▶ **Extracted entries**:
((

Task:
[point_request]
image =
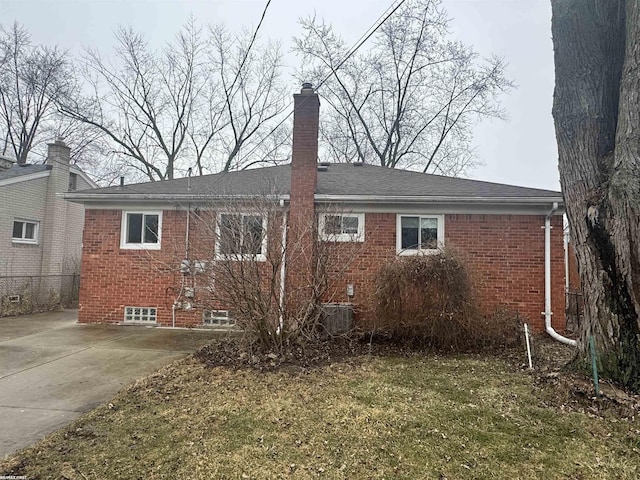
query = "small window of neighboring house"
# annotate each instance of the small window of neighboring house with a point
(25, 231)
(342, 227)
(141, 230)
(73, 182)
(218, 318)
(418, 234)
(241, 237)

))
((

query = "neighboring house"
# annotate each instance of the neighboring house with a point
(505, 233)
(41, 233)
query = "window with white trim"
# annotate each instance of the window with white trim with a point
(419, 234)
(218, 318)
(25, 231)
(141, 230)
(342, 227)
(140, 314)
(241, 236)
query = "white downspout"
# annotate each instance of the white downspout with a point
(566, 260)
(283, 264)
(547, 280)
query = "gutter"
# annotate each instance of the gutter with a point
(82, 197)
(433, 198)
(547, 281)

))

▶ **Exercise**: Check every line above for the string "query" and copy those that have it.

▶ **Solution to the exercise**:
query = "small window of neighboring house"
query = "neighboring house"
query = "window with white trim"
query = "white downspout"
query = "gutter"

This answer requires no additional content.